While I would not go so far as to liken Francis to a turd, I will say this: he's homophobic indeed, and transphobic, no matter how benign his personal character or how open to dialogue he is, and unfortunately that comes with the job description in the College of Cardinals. In the phrase "liberal Catholic", the noun modifies the adjective.

I think there are two reasons why the Catholic hierarchy can't wrap their heads around sex and gender matters, each very different from the other.

First of all, since at least the first Vatican council, where Pius IX defined papal infallibility and rejected pretty much everything associated with the Enlightenment, the Roman Catholic church locked itself into a situation where the stability of “official church teaching” was more important than its rational cogency or, in the words of the Pragmatist Charles Sanders Peirce, keeping the path of inquiry open. They put themselves in a position where one couldn’t say “Geez, I really don’t know and have to think about this.” What this does is it bleeds the life out of any theological and philosophical tradition, resting as they do on the ongoing and open-ended characteristic of debate and dialogue. You can be sure that if you have two Catholics arguing about anything — sex, war, capitalism, democracy — within two minutes the argument will devolve into one about church authority rather than the matter at hand. It drove me nuts when I was a Catholic, and in key part is the reason why I became an agnostic and then an Episcopalian. Besides being LGBTQ friendly, the Episcopalians are far more concerned with worship and community than they are about the minutiae of doctrine. Which is it should be. Because if you need to fret about every jot and tittle of your belief-set, you evade recognizing the fact that your beliefs are fallible and that at any moment probably a lot of them are wrong, which means you have some work to do. And as you noted, this has caused a lot of pain and anguish regarding contraception and LGBTQ matters, especially in less priviliged quarters of the world. Not “wanting to think about it” can cost lives.

### DIRECTION 1
According to the commentary on the Catholic hierarchy, why does putting the stability of official teaching ahead of open inquiry drain the life from a theological and philosophical tradition? Answer in one to three sentences.
### DIRECTION 2
Pull out every line of the records that contains the string "gray".
The records have nothing to do with the commentary on the Catholic hierarchy.

### SOURCE MATERIAL

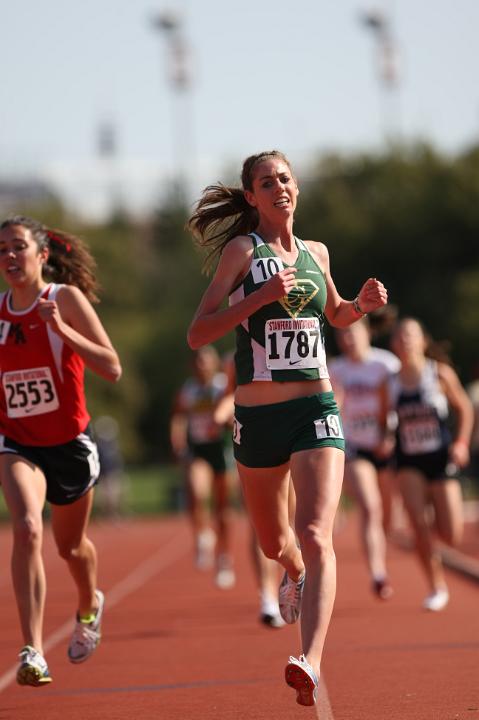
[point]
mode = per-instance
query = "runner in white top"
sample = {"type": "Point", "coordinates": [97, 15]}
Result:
{"type": "Point", "coordinates": [360, 376]}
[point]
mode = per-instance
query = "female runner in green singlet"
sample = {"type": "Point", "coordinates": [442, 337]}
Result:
{"type": "Point", "coordinates": [286, 420]}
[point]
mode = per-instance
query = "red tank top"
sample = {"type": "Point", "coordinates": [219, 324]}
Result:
{"type": "Point", "coordinates": [42, 398]}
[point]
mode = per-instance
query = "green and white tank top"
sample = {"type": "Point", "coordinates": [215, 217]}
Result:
{"type": "Point", "coordinates": [282, 341]}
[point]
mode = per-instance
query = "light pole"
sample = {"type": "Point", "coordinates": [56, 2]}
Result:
{"type": "Point", "coordinates": [170, 25]}
{"type": "Point", "coordinates": [378, 23]}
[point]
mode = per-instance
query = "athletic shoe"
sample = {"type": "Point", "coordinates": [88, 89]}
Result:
{"type": "Point", "coordinates": [437, 600]}
{"type": "Point", "coordinates": [225, 576]}
{"type": "Point", "coordinates": [87, 633]}
{"type": "Point", "coordinates": [290, 595]}
{"type": "Point", "coordinates": [33, 668]}
{"type": "Point", "coordinates": [205, 545]}
{"type": "Point", "coordinates": [300, 675]}
{"type": "Point", "coordinates": [270, 615]}
{"type": "Point", "coordinates": [382, 588]}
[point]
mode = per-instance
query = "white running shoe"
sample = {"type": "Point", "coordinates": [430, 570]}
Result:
{"type": "Point", "coordinates": [86, 635]}
{"type": "Point", "coordinates": [33, 668]}
{"type": "Point", "coordinates": [225, 576]}
{"type": "Point", "coordinates": [437, 600]}
{"type": "Point", "coordinates": [300, 675]}
{"type": "Point", "coordinates": [269, 613]}
{"type": "Point", "coordinates": [290, 596]}
{"type": "Point", "coordinates": [204, 551]}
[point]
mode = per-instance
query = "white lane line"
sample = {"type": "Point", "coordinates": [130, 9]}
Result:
{"type": "Point", "coordinates": [167, 555]}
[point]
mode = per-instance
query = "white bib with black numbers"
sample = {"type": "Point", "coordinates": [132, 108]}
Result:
{"type": "Point", "coordinates": [294, 343]}
{"type": "Point", "coordinates": [420, 436]}
{"type": "Point", "coordinates": [29, 392]}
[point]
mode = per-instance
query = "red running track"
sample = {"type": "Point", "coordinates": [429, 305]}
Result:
{"type": "Point", "coordinates": [175, 646]}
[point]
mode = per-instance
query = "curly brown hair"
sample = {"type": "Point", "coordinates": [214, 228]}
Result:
{"type": "Point", "coordinates": [69, 259]}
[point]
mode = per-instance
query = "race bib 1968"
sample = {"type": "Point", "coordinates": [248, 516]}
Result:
{"type": "Point", "coordinates": [29, 392]}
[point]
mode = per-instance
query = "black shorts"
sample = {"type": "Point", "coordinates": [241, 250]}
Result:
{"type": "Point", "coordinates": [215, 454]}
{"type": "Point", "coordinates": [267, 435]}
{"type": "Point", "coordinates": [70, 469]}
{"type": "Point", "coordinates": [432, 465]}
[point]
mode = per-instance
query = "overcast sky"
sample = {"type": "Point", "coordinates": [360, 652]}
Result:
{"type": "Point", "coordinates": [301, 76]}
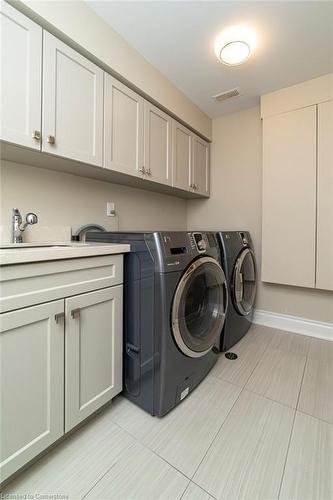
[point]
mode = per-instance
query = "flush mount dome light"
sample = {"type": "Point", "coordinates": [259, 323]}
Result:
{"type": "Point", "coordinates": [234, 45]}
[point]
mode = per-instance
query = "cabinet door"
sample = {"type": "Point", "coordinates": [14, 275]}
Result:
{"type": "Point", "coordinates": [289, 198]}
{"type": "Point", "coordinates": [325, 197]}
{"type": "Point", "coordinates": [182, 156]}
{"type": "Point", "coordinates": [72, 103]}
{"type": "Point", "coordinates": [93, 346]}
{"type": "Point", "coordinates": [123, 128]}
{"type": "Point", "coordinates": [21, 75]}
{"type": "Point", "coordinates": [157, 151]}
{"type": "Point", "coordinates": [200, 166]}
{"type": "Point", "coordinates": [32, 383]}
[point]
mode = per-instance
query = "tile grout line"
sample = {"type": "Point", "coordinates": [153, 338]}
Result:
{"type": "Point", "coordinates": [241, 391]}
{"type": "Point", "coordinates": [315, 417]}
{"type": "Point", "coordinates": [106, 472]}
{"type": "Point", "coordinates": [203, 489]}
{"type": "Point", "coordinates": [213, 440]}
{"type": "Point", "coordinates": [151, 450]}
{"type": "Point", "coordinates": [188, 484]}
{"type": "Point", "coordinates": [292, 430]}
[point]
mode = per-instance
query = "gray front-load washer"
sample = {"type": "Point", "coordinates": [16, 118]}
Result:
{"type": "Point", "coordinates": [174, 309]}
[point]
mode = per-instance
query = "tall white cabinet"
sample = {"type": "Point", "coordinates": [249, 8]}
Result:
{"type": "Point", "coordinates": [289, 198]}
{"type": "Point", "coordinates": [32, 382]}
{"type": "Point", "coordinates": [297, 224]}
{"type": "Point", "coordinates": [21, 78]}
{"type": "Point", "coordinates": [325, 197]}
{"type": "Point", "coordinates": [72, 103]}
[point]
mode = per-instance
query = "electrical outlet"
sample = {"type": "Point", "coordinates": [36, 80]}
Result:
{"type": "Point", "coordinates": [110, 209]}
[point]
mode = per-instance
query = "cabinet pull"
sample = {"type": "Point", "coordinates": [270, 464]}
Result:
{"type": "Point", "coordinates": [59, 317]}
{"type": "Point", "coordinates": [75, 313]}
{"type": "Point", "coordinates": [36, 135]}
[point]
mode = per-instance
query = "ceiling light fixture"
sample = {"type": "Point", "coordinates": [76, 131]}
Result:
{"type": "Point", "coordinates": [234, 45]}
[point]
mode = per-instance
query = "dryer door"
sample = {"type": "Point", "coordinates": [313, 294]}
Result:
{"type": "Point", "coordinates": [199, 307]}
{"type": "Point", "coordinates": [244, 282]}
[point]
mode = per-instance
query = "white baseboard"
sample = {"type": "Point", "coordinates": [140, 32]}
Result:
{"type": "Point", "coordinates": [294, 324]}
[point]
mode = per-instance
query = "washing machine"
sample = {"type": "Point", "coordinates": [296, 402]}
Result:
{"type": "Point", "coordinates": [175, 300]}
{"type": "Point", "coordinates": [238, 263]}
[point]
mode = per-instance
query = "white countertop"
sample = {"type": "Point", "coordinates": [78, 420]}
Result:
{"type": "Point", "coordinates": [37, 252]}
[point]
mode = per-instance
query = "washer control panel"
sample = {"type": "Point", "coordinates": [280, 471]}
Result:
{"type": "Point", "coordinates": [200, 242]}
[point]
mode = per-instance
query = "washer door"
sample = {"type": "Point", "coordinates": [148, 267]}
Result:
{"type": "Point", "coordinates": [244, 282]}
{"type": "Point", "coordinates": [199, 307]}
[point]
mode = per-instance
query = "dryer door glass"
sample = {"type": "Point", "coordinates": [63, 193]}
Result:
{"type": "Point", "coordinates": [199, 307]}
{"type": "Point", "coordinates": [244, 282]}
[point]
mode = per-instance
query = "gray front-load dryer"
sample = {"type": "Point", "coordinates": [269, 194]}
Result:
{"type": "Point", "coordinates": [174, 307]}
{"type": "Point", "coordinates": [238, 263]}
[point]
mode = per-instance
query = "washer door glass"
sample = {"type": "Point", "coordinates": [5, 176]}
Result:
{"type": "Point", "coordinates": [199, 306]}
{"type": "Point", "coordinates": [244, 282]}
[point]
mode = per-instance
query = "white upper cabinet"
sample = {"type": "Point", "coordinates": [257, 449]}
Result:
{"type": "Point", "coordinates": [157, 148]}
{"type": "Point", "coordinates": [123, 128]}
{"type": "Point", "coordinates": [289, 198]}
{"type": "Point", "coordinates": [200, 166]}
{"type": "Point", "coordinates": [21, 74]}
{"type": "Point", "coordinates": [72, 103]}
{"type": "Point", "coordinates": [325, 197]}
{"type": "Point", "coordinates": [182, 156]}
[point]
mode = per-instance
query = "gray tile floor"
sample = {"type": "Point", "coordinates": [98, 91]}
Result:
{"type": "Point", "coordinates": [258, 427]}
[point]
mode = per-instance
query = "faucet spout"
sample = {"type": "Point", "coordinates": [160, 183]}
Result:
{"type": "Point", "coordinates": [17, 228]}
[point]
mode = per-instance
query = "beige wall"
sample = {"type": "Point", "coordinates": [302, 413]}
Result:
{"type": "Point", "coordinates": [235, 203]}
{"type": "Point", "coordinates": [82, 25]}
{"type": "Point", "coordinates": [68, 200]}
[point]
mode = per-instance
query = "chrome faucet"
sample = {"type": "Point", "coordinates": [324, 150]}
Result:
{"type": "Point", "coordinates": [17, 228]}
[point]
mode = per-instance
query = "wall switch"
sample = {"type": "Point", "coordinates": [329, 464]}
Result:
{"type": "Point", "coordinates": [110, 209]}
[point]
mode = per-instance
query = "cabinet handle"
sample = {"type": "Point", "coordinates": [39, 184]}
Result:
{"type": "Point", "coordinates": [59, 317]}
{"type": "Point", "coordinates": [36, 135]}
{"type": "Point", "coordinates": [75, 313]}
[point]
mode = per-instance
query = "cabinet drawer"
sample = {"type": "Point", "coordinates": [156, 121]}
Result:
{"type": "Point", "coordinates": [23, 285]}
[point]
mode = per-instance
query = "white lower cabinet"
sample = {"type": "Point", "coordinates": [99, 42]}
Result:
{"type": "Point", "coordinates": [93, 346]}
{"type": "Point", "coordinates": [32, 383]}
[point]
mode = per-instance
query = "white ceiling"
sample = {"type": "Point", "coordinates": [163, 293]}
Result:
{"type": "Point", "coordinates": [295, 43]}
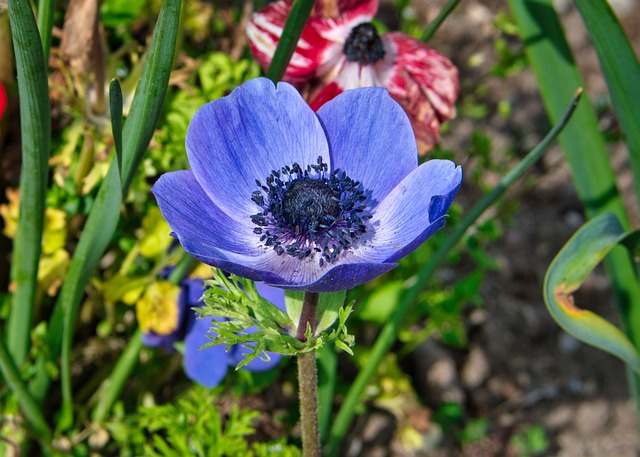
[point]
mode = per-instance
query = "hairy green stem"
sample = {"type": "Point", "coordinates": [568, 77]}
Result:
{"type": "Point", "coordinates": [308, 380]}
{"type": "Point", "coordinates": [296, 21]}
{"type": "Point", "coordinates": [308, 386]}
{"type": "Point", "coordinates": [390, 330]}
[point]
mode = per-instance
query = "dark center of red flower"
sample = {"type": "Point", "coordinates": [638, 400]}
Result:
{"type": "Point", "coordinates": [308, 211]}
{"type": "Point", "coordinates": [364, 45]}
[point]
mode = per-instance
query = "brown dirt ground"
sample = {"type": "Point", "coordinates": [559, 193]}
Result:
{"type": "Point", "coordinates": [521, 369]}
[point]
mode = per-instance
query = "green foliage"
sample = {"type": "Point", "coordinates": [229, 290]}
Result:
{"type": "Point", "coordinates": [192, 425]}
{"type": "Point", "coordinates": [531, 441]}
{"type": "Point", "coordinates": [575, 261]}
{"type": "Point", "coordinates": [241, 307]}
{"type": "Point", "coordinates": [114, 13]}
{"type": "Point", "coordinates": [474, 430]}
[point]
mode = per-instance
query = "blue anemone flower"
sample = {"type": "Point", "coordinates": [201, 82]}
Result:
{"type": "Point", "coordinates": [208, 366]}
{"type": "Point", "coordinates": [318, 202]}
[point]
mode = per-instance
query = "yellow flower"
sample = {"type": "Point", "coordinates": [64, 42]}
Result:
{"type": "Point", "coordinates": [157, 310]}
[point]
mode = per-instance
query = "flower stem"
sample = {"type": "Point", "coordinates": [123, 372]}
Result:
{"type": "Point", "coordinates": [308, 380]}
{"type": "Point", "coordinates": [308, 315]}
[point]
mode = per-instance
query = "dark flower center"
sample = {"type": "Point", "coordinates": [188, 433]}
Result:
{"type": "Point", "coordinates": [308, 202]}
{"type": "Point", "coordinates": [364, 45]}
{"type": "Point", "coordinates": [308, 211]}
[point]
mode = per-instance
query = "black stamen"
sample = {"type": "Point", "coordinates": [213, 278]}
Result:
{"type": "Point", "coordinates": [364, 45]}
{"type": "Point", "coordinates": [309, 210]}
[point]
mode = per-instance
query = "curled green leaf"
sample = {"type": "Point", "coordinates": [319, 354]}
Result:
{"type": "Point", "coordinates": [582, 253]}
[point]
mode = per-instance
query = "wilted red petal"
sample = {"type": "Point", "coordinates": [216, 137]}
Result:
{"type": "Point", "coordinates": [320, 46]}
{"type": "Point", "coordinates": [425, 83]}
{"type": "Point", "coordinates": [3, 100]}
{"type": "Point", "coordinates": [334, 8]}
{"type": "Point", "coordinates": [264, 30]}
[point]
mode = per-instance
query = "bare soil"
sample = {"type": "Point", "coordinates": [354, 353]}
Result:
{"type": "Point", "coordinates": [521, 370]}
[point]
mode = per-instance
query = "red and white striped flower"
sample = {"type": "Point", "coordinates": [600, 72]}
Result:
{"type": "Point", "coordinates": [340, 49]}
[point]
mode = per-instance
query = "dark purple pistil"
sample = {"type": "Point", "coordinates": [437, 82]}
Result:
{"type": "Point", "coordinates": [310, 202]}
{"type": "Point", "coordinates": [364, 45]}
{"type": "Point", "coordinates": [308, 211]}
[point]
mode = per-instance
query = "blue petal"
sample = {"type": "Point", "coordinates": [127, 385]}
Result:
{"type": "Point", "coordinates": [207, 233]}
{"type": "Point", "coordinates": [207, 367]}
{"type": "Point", "coordinates": [370, 138]}
{"type": "Point", "coordinates": [343, 277]}
{"type": "Point", "coordinates": [237, 139]}
{"type": "Point", "coordinates": [412, 212]}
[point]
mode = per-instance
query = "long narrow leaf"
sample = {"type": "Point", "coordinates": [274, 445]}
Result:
{"type": "Point", "coordinates": [296, 21]}
{"type": "Point", "coordinates": [30, 408]}
{"type": "Point", "coordinates": [551, 59]}
{"type": "Point", "coordinates": [115, 108]}
{"type": "Point", "coordinates": [579, 257]}
{"type": "Point", "coordinates": [35, 121]}
{"type": "Point", "coordinates": [112, 387]}
{"type": "Point", "coordinates": [390, 330]}
{"type": "Point", "coordinates": [103, 219]}
{"type": "Point", "coordinates": [621, 71]}
{"type": "Point", "coordinates": [137, 133]}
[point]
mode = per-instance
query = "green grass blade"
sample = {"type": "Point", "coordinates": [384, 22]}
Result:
{"type": "Point", "coordinates": [35, 123]}
{"type": "Point", "coordinates": [621, 71]}
{"type": "Point", "coordinates": [389, 332]}
{"type": "Point", "coordinates": [573, 264]}
{"type": "Point", "coordinates": [296, 21]}
{"type": "Point", "coordinates": [551, 59]}
{"type": "Point", "coordinates": [103, 219]}
{"type": "Point", "coordinates": [112, 387]}
{"type": "Point", "coordinates": [29, 406]}
{"type": "Point", "coordinates": [115, 107]}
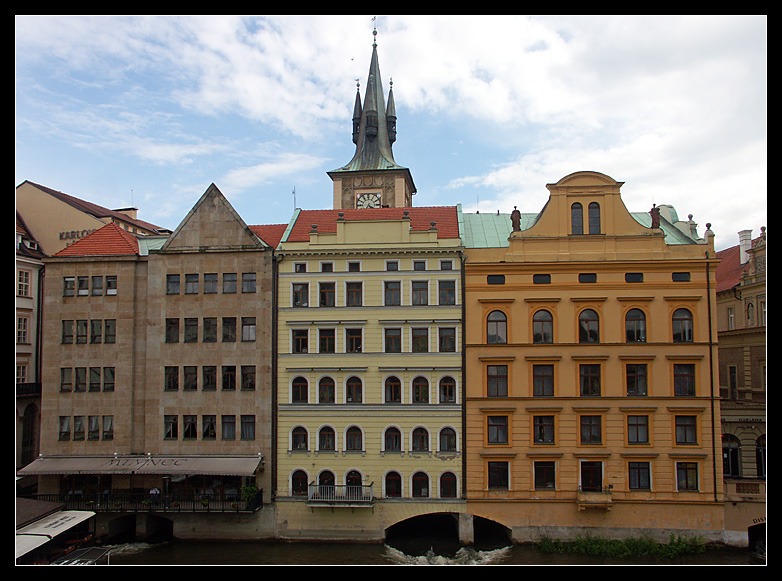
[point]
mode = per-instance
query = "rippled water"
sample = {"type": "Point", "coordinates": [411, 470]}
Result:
{"type": "Point", "coordinates": [282, 553]}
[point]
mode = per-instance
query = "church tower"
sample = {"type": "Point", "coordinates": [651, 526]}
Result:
{"type": "Point", "coordinates": [372, 179]}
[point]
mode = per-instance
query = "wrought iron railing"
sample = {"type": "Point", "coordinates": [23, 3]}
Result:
{"type": "Point", "coordinates": [163, 502]}
{"type": "Point", "coordinates": [340, 494]}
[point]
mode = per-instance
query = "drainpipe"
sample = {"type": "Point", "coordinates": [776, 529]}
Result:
{"type": "Point", "coordinates": [711, 379]}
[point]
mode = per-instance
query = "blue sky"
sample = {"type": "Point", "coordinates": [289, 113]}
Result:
{"type": "Point", "coordinates": [150, 110]}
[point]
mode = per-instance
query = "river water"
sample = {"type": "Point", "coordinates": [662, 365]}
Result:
{"type": "Point", "coordinates": [300, 553]}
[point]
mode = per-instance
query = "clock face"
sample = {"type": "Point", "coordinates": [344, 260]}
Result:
{"type": "Point", "coordinates": [368, 201]}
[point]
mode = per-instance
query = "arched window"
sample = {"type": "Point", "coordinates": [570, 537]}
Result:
{"type": "Point", "coordinates": [588, 327]}
{"type": "Point", "coordinates": [299, 438]}
{"type": "Point", "coordinates": [576, 219]}
{"type": "Point", "coordinates": [420, 390]}
{"type": "Point", "coordinates": [635, 326]}
{"type": "Point", "coordinates": [760, 456]}
{"type": "Point", "coordinates": [447, 390]}
{"type": "Point", "coordinates": [393, 485]}
{"type": "Point", "coordinates": [497, 328]}
{"type": "Point", "coordinates": [420, 440]}
{"type": "Point", "coordinates": [392, 440]}
{"type": "Point", "coordinates": [353, 390]}
{"type": "Point", "coordinates": [420, 485]}
{"type": "Point", "coordinates": [594, 218]}
{"type": "Point", "coordinates": [682, 326]}
{"type": "Point", "coordinates": [353, 439]}
{"type": "Point", "coordinates": [327, 440]}
{"type": "Point", "coordinates": [299, 483]}
{"type": "Point", "coordinates": [447, 440]}
{"type": "Point", "coordinates": [393, 391]}
{"type": "Point", "coordinates": [299, 389]}
{"type": "Point", "coordinates": [542, 327]}
{"type": "Point", "coordinates": [448, 485]}
{"type": "Point", "coordinates": [326, 391]}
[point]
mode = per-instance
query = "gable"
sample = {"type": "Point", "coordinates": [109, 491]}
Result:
{"type": "Point", "coordinates": [212, 223]}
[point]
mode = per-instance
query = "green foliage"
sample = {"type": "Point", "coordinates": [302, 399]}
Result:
{"type": "Point", "coordinates": [624, 549]}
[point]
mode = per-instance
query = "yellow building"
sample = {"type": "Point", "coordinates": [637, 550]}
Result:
{"type": "Point", "coordinates": [590, 362]}
{"type": "Point", "coordinates": [368, 370]}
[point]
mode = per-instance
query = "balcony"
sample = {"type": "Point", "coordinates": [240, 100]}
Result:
{"type": "Point", "coordinates": [145, 502]}
{"type": "Point", "coordinates": [600, 499]}
{"type": "Point", "coordinates": [350, 495]}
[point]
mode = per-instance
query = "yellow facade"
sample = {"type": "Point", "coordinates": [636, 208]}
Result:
{"type": "Point", "coordinates": [369, 343]}
{"type": "Point", "coordinates": [586, 403]}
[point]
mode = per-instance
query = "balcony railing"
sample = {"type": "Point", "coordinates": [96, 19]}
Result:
{"type": "Point", "coordinates": [340, 495]}
{"type": "Point", "coordinates": [595, 499]}
{"type": "Point", "coordinates": [164, 502]}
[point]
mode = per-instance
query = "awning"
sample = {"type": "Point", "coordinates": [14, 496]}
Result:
{"type": "Point", "coordinates": [42, 531]}
{"type": "Point", "coordinates": [138, 464]}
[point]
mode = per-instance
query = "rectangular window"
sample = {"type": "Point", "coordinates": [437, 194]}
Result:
{"type": "Point", "coordinates": [171, 378]}
{"type": "Point", "coordinates": [420, 340]}
{"type": "Point", "coordinates": [229, 377]}
{"type": "Point", "coordinates": [300, 340]}
{"type": "Point", "coordinates": [636, 379]}
{"type": "Point", "coordinates": [640, 475]}
{"type": "Point", "coordinates": [191, 330]}
{"type": "Point", "coordinates": [229, 283]}
{"type": "Point", "coordinates": [447, 292]}
{"type": "Point", "coordinates": [172, 284]}
{"type": "Point", "coordinates": [353, 340]}
{"type": "Point", "coordinates": [248, 328]}
{"type": "Point", "coordinates": [447, 340]}
{"type": "Point", "coordinates": [686, 430]}
{"type": "Point", "coordinates": [327, 293]}
{"type": "Point", "coordinates": [209, 378]}
{"type": "Point", "coordinates": [228, 425]}
{"type": "Point", "coordinates": [81, 332]}
{"type": "Point", "coordinates": [229, 329]}
{"type": "Point", "coordinates": [354, 294]}
{"type": "Point", "coordinates": [210, 283]}
{"type": "Point", "coordinates": [301, 293]}
{"type": "Point", "coordinates": [110, 331]}
{"type": "Point", "coordinates": [392, 293]}
{"type": "Point", "coordinates": [191, 284]}
{"type": "Point", "coordinates": [67, 332]}
{"type": "Point", "coordinates": [684, 379]}
{"type": "Point", "coordinates": [591, 432]}
{"type": "Point", "coordinates": [326, 341]}
{"type": "Point", "coordinates": [190, 382]}
{"type": "Point", "coordinates": [497, 380]}
{"type": "Point", "coordinates": [543, 380]}
{"type": "Point", "coordinates": [544, 475]}
{"type": "Point", "coordinates": [543, 429]}
{"type": "Point", "coordinates": [637, 429]}
{"type": "Point", "coordinates": [590, 379]}
{"type": "Point", "coordinates": [420, 295]}
{"type": "Point", "coordinates": [248, 377]}
{"type": "Point", "coordinates": [172, 330]}
{"type": "Point", "coordinates": [248, 282]}
{"type": "Point", "coordinates": [498, 475]}
{"type": "Point", "coordinates": [393, 340]}
{"type": "Point", "coordinates": [210, 329]}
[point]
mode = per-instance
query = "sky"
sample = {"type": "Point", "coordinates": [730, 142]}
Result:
{"type": "Point", "coordinates": [148, 111]}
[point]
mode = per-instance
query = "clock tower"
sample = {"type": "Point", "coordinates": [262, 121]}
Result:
{"type": "Point", "coordinates": [372, 179]}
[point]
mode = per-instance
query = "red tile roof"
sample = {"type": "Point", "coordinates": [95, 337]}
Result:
{"type": "Point", "coordinates": [446, 218]}
{"type": "Point", "coordinates": [110, 240]}
{"type": "Point", "coordinates": [270, 233]}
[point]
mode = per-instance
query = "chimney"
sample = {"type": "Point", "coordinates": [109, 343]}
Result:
{"type": "Point", "coordinates": [745, 243]}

### FINAL ANSWER 1
Such traditions rest on the ongoing, open-ended character of debate and dialogue. By making stable official teaching more important than rational cogency, the church left no room to say "I really don't know and have to think about this."

### FINAL ANSWER 2
query = "gray front-load washer"
query = "gray front-load dryer"
query = "gray tile floor"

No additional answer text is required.